Do this
Rewrite the records below, replacing "scoring pass" with "review pass" everywhere it occurs and leaving all other text unchanged.

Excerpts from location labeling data

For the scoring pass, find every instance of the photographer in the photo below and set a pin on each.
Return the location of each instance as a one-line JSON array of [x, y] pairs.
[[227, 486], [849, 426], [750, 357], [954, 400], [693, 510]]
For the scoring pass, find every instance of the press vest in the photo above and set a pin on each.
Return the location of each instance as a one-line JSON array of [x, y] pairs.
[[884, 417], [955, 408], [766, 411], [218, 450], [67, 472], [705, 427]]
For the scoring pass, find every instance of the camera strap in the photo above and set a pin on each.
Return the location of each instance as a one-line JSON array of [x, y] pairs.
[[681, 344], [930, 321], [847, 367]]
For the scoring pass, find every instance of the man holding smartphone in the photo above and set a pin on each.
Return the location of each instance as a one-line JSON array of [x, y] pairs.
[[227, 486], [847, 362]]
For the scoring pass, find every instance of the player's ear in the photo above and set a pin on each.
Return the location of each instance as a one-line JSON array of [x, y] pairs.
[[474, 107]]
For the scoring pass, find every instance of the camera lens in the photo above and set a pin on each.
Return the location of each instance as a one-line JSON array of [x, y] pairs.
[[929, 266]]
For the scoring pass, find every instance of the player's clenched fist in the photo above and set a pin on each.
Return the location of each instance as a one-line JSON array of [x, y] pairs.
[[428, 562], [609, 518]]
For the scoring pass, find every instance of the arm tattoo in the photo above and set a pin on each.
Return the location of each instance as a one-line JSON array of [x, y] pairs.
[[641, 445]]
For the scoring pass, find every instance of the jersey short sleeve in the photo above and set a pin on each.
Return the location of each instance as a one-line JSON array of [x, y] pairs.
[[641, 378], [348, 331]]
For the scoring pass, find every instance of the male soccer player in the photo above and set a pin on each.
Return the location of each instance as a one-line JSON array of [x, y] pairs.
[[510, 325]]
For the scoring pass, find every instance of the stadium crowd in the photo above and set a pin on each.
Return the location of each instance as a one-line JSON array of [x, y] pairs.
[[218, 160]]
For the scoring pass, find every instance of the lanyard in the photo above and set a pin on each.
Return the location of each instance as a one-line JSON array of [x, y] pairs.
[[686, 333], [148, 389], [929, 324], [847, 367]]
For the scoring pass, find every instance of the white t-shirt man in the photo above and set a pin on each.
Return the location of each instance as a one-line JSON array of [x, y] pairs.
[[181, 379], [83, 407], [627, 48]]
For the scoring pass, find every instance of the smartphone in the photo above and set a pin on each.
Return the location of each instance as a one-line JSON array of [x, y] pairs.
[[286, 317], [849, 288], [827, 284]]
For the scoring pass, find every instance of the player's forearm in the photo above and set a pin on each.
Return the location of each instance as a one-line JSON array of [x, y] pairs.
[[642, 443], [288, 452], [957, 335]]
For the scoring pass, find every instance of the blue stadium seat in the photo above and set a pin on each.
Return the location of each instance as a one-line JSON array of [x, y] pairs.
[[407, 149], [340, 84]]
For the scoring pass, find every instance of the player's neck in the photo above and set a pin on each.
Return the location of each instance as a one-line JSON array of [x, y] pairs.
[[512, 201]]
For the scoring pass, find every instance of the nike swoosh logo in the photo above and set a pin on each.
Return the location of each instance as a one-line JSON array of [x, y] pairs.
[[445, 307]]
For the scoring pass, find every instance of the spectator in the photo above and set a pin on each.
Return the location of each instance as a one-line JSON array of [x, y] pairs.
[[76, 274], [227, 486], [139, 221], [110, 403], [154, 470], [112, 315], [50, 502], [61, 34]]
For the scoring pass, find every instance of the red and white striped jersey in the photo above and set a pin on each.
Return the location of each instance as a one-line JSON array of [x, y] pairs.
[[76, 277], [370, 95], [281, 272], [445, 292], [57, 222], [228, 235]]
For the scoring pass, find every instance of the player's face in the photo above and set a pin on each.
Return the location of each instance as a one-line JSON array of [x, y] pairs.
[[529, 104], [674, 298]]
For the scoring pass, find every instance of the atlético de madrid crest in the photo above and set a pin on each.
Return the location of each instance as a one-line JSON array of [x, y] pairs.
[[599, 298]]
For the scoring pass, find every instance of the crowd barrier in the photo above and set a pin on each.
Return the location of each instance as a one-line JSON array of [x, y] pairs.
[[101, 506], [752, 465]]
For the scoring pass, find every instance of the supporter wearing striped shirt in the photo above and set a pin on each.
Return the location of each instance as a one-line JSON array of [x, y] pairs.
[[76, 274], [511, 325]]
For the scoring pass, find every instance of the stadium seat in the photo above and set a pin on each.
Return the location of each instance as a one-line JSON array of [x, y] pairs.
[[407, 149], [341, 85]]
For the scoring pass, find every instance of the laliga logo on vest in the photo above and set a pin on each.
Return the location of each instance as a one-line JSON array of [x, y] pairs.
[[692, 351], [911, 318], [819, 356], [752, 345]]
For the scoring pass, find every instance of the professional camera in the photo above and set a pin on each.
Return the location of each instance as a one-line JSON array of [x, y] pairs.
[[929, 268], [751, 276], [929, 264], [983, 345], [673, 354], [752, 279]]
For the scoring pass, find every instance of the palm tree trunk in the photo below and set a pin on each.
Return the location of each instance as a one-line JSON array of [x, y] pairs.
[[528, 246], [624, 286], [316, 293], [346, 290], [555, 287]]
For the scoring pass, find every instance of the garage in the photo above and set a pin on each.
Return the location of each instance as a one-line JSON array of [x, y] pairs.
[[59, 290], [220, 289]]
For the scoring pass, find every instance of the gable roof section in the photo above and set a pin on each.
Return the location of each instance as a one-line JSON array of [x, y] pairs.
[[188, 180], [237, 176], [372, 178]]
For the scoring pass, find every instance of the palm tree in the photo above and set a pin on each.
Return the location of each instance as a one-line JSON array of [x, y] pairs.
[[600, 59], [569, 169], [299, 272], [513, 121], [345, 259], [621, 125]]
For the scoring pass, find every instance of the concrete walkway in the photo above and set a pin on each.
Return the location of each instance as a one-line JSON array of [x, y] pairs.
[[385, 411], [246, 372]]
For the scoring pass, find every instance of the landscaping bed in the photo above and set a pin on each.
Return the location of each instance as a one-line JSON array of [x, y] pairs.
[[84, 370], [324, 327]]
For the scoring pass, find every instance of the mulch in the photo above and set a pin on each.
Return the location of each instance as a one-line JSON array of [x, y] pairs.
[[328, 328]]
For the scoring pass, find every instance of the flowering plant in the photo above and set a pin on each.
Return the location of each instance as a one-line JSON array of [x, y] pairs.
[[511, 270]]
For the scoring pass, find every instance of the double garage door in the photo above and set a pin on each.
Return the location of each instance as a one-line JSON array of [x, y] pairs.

Result
For the review pass, find every instance of the photographer in the photo below and set a pin on each.
Return the location of each instance as a one-line JSON array of [x, y] pairs.
[[227, 486], [849, 426], [750, 357], [954, 400], [693, 510]]
For the review pass, find every instance of the press vest in the photo above and set a pin on each.
Return the location of each instance as a one-line JSON array of [x, y] pairs.
[[884, 417], [955, 408], [766, 411], [218, 450], [67, 472], [705, 427]]
For the review pass, find every instance of the camera strap in the photo above and set a pin on each.
Return the location of each instance as a one-line JSON array of [x, y] pairs.
[[681, 344], [930, 321], [847, 367]]
For the review pass, find every instance of the man holding smartphone in the photo above and set a pin on each.
Return the location of each instance as a one-line JSON array of [x, y] pairs.
[[227, 486], [847, 362]]
For the review pass, find every instance of the player's ear in the photo above and set a pin on each.
Return the location of each instance as a one-line JSON array of [x, y] pairs.
[[474, 107]]
For the review pass, find every instance of the camera lens in the photo above and set a pin on each.
Return the location of each instance as a one-line JSON array of [x, y] pairs.
[[929, 266]]
For the review pass, find every instance of the player's clenched fist in the photo above and set a pin on each.
Return the location of each instance as a one-line JSON array of [x, y] pairs.
[[428, 562], [609, 518]]
For the review pass, find every instance of the arm tattoo in the photo above and set a pin on each.
Return the location of each instance as a one-line JSON array of [x, y] pairs.
[[641, 445]]
For the review pass, find every instance of the jersey short sleeve in the photo above and set a pin on each.
Return the location of each instance as a one-line JSON array of [x, y] pairs.
[[641, 378], [348, 331]]
For the review pass, find every instance of the male soccer player in the photo above and set a pin on each.
Return the location of each instance as a one-line JSON array of [x, y] pairs.
[[510, 325]]
For the review pass, find every instance of the stadium crowd in the photo above and set a pin on each.
Return the location of each instance as a one-line JSON array of [x, y] pairs.
[[218, 160]]
For the review pass, find every instance of the lanyard in the photo above and set a pin on each.
Return the location of each instance as a one-line JSON array of [x, y] pairs.
[[686, 333], [148, 389], [929, 324], [847, 367]]
For the review pass, find every instance of the white t-shirt man in the photo above and set a pin on each.
Return the location of each instance as a one-line JSON array of [x, y] pairs.
[[181, 379], [83, 407], [627, 48]]
For the review pass, find every instance of the smartphone in the photo above and set a pin on each.
Return the location of each instance as a one-line JSON array of [x, y] pairs.
[[286, 317], [849, 288], [827, 284]]
For the review pass, find every instance of the player's forearm in the photo above and set a pin on each.
Return the location of each instance as a one-line JSON array of [x, y] pairs.
[[642, 443], [288, 452], [957, 335]]
For the review pass, find every instance of the blue stadium seat in the photo above and set a pin on each.
Return the location of each instance as a one-line JSON array of [x, y] pairs.
[[407, 149], [340, 84]]
For the review pass, find every instance of the player's neck in the photo above and set a pin on each.
Return the location of each instance as a one-line JSON array of [x, y] pairs.
[[512, 201]]
For the review pass, find every instance of the nike swoosh logo in the photo above and set a pin on each.
Return the location of each instance as a one-line JSON array of [x, y] pairs.
[[445, 307]]
For the review pass, find every instance of the spectator in the photo above and set a pin on each.
Return the location of each instance as a one-line JSON array of [x, y] pairs.
[[76, 274], [227, 486], [139, 221], [110, 403], [154, 470], [112, 315], [50, 502], [61, 34]]
For the review pass, find every instance of the red and white striped jersey in the photo above and set a pin on each.
Return the location of each instance as a one-line JSON array of [x, y] pairs.
[[76, 277], [370, 95], [281, 272], [445, 292], [57, 222], [228, 235]]
For the review pass, find every instance of the player's face in the photo above and set a pin on each.
Return the location of each instance as a one-line JSON array of [x, y] pairs.
[[529, 104], [674, 298]]
For the review pass, find every instance of the atlético de madrid crest in the photo above and set a pin on each.
Return the location of each instance as a one-line JSON array of [x, y] pairs.
[[599, 298]]
For the review pass, find every instance of the crowd barrier in the photo above and set a pin on each.
Return the location of each instance as a one-line JSON array of [x, y] pairs.
[[101, 506], [752, 465]]
For the review pass, find every instance of the supporter wearing striped shirt in the photo above and set a pin on each.
Return the location of each instance as a one-line JSON array of [x, y] pairs.
[[76, 274], [511, 325]]
For the review pass, find every instance of the stadium seat in the photo above and set a pin on each.
Return the location of each instance as a one-line JSON array of [x, y] pairs.
[[407, 149], [341, 85]]
For the review pass, find every instance of the laliga logo on vest in the photo above and set a pin on each.
Return the location of each instance as a one-line JSON array of [x, y] pairs.
[[692, 351], [911, 318], [819, 356], [752, 345]]
For the review pass, find every instance of the professional camera in the photo above and set a pin on each.
Return the location of each instance as a one-line JSON array of [x, y] pairs.
[[929, 268], [751, 276], [929, 264], [983, 345], [673, 354], [752, 279]]
For the review pass, find every instance of the palm tree trunk in the photo below and set a pin on each.
Return the location of each instance as a one-line JSON array of [x, y] pairs.
[[528, 246], [624, 286], [316, 293], [346, 290], [555, 287]]
For the review pass, find every instance of the garage in the photo above and set a pin on each.
Return the location of each instance as a one-line JSON array of [x, y] pairs.
[[59, 290], [220, 289]]
For the review pass, find every instance of the gable roof section in the photo above and set a pin on each.
Return the location of each instance as a one-line JSON array of [x, y] pairs.
[[188, 180], [237, 176], [372, 178]]
For the review pass, find every instance of the palm tree in the photo above and set a pin on each.
Return the location of each instance as a one-line JSON array of [x, y] pairs.
[[600, 59], [569, 169], [299, 272], [513, 121], [345, 259], [621, 125]]
For the review pass, find every instance of the concrete walkway in the photo above and set a pin on each.
Return the location of each instance as a one-line JSON array of [x, y] pairs.
[[385, 411], [246, 372]]
For the review pass, find every instance of the landscaping bed in the photo above and set a pin on each.
Return the location of each instance as a one-line JSON array of [x, y] pairs.
[[84, 370], [324, 327]]
For the review pass, find every instance of the mulch in the photo above and set a pin on each.
Return the location of each instance as a one-line JSON array of [x, y] pairs.
[[328, 328]]
For the review pass, find every instance of the flowering plant in the photo above and set a pin on each.
Return the location of each instance as a one-line JSON array of [x, y] pairs.
[[511, 270]]
For the review pass, find every instance of the double garage door in the photo above and set a pin on each.
Return the location of each instance as a one-line JSON array of [x, y] pairs.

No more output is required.